**Task details:**
Transcribe the entries below exactly.

──────── Material for this exercise ────────

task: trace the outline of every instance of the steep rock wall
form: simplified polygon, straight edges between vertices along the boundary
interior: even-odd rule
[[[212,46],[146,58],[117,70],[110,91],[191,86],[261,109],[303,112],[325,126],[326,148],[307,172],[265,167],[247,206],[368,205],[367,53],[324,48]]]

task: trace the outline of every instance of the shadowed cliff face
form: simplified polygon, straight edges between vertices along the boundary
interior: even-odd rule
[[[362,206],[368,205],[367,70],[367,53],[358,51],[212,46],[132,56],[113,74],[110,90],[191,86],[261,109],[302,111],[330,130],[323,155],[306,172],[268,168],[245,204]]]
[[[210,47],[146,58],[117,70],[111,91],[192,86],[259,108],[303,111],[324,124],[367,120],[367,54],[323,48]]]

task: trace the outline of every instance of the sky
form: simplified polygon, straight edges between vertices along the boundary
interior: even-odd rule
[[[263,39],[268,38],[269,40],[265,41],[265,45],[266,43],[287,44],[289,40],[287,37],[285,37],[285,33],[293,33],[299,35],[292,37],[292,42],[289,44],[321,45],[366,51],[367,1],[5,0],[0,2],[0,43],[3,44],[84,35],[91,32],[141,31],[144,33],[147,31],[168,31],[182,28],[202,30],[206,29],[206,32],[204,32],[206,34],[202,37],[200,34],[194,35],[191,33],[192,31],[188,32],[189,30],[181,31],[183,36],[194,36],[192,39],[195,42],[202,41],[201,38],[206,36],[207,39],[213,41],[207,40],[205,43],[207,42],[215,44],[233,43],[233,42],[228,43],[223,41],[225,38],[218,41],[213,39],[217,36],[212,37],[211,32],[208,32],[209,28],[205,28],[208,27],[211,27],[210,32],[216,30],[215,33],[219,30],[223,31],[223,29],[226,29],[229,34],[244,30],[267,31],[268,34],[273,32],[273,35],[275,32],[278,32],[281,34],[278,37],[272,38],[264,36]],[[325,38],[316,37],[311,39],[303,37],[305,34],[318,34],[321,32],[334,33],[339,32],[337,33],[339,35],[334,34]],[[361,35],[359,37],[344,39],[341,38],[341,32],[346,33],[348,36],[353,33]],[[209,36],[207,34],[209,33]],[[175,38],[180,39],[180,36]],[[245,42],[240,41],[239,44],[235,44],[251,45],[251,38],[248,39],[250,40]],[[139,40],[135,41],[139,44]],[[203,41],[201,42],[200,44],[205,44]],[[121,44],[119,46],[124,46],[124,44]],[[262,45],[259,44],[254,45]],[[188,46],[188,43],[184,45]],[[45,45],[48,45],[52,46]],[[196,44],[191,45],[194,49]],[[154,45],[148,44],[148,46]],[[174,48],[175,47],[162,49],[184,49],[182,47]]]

────────

**Written response:**
task: trace the outline of every instance of the steep rock wall
form: simplified polygon, straight edges between vertices along the boundary
interior: even-odd rule
[[[212,46],[146,58],[117,70],[110,91],[191,86],[261,109],[303,112],[325,126],[326,148],[307,172],[265,167],[247,206],[368,205],[367,53],[324,48]]]

task: trace the outline of every instance of the shadowed cliff face
form: simplified polygon, straight edges between vertices along the boundary
interior: even-odd rule
[[[362,206],[368,205],[367,70],[367,53],[358,51],[212,46],[132,56],[113,74],[110,90],[191,86],[261,109],[302,111],[330,130],[323,155],[306,172],[268,168],[245,204]]]
[[[210,47],[146,58],[117,70],[111,91],[192,86],[259,108],[303,111],[324,124],[367,120],[367,54],[323,48]]]

task: trace the outline of every instance of the sky
form: simplified polygon, straight edges between vertices along the boundary
interior: even-odd rule
[[[263,39],[268,38],[269,40],[265,41],[265,45],[266,43],[287,44],[289,40],[287,37],[285,37],[285,33],[293,33],[299,35],[292,37],[292,42],[289,44],[321,45],[366,51],[367,1],[5,0],[0,2],[0,43],[3,44],[84,35],[91,32],[141,31],[144,33],[147,31],[168,31],[182,28],[202,30],[206,29],[206,32],[204,32],[206,34],[202,37],[200,34],[194,35],[191,33],[192,31],[188,32],[189,30],[181,31],[183,36],[194,36],[192,39],[195,42],[202,41],[201,38],[206,36],[207,39],[213,41],[207,40],[205,43],[207,42],[215,44],[233,43],[233,42],[228,43],[223,41],[225,38],[218,41],[213,39],[217,36],[212,37],[211,32],[208,32],[209,28],[205,28],[208,27],[211,27],[210,32],[216,30],[215,33],[219,30],[223,31],[223,29],[226,29],[229,34],[244,30],[267,31],[268,34],[273,32],[273,35],[275,32],[278,32],[281,34],[278,37],[272,38],[264,36]],[[325,38],[316,37],[311,39],[303,37],[305,34],[318,34],[321,32],[334,33],[339,32],[337,33],[339,35],[334,34]],[[361,35],[359,37],[344,39],[341,38],[341,32],[346,33],[348,36],[353,33]],[[209,36],[207,34],[209,33]],[[175,38],[180,39],[180,36]],[[245,42],[240,41],[239,44],[235,44],[251,45],[251,38],[248,39],[250,40]],[[139,40],[135,41],[139,44]],[[203,41],[201,42],[200,44],[205,44]],[[121,44],[119,46],[124,46],[124,44]],[[262,45],[259,44],[254,45]],[[188,46],[188,43],[184,45]],[[45,45],[48,45],[52,46]],[[196,44],[191,45],[194,49]],[[154,45],[148,44],[148,46]],[[174,48],[175,47],[162,49],[184,49],[182,47]]]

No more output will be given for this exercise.